▶ [GIVEN TASK] Find "Q: Point to every instance of the dirt" in the data below; transcribe the line it appears on and each line after it, exactly, to the end, and nothing else.

— START OF RECORDS —

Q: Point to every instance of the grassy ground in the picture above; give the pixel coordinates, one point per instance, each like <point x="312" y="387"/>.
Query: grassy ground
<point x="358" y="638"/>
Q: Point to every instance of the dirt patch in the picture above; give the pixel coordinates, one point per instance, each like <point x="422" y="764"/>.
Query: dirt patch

— END OF RECORDS —

▶ [OUTPUT OF THE EXERCISE]
Q: Point to every instance of the dirt patch in the picture above; give the pixel coordinates, one point per instance, each like <point x="422" y="764"/>.
Query: dirt patch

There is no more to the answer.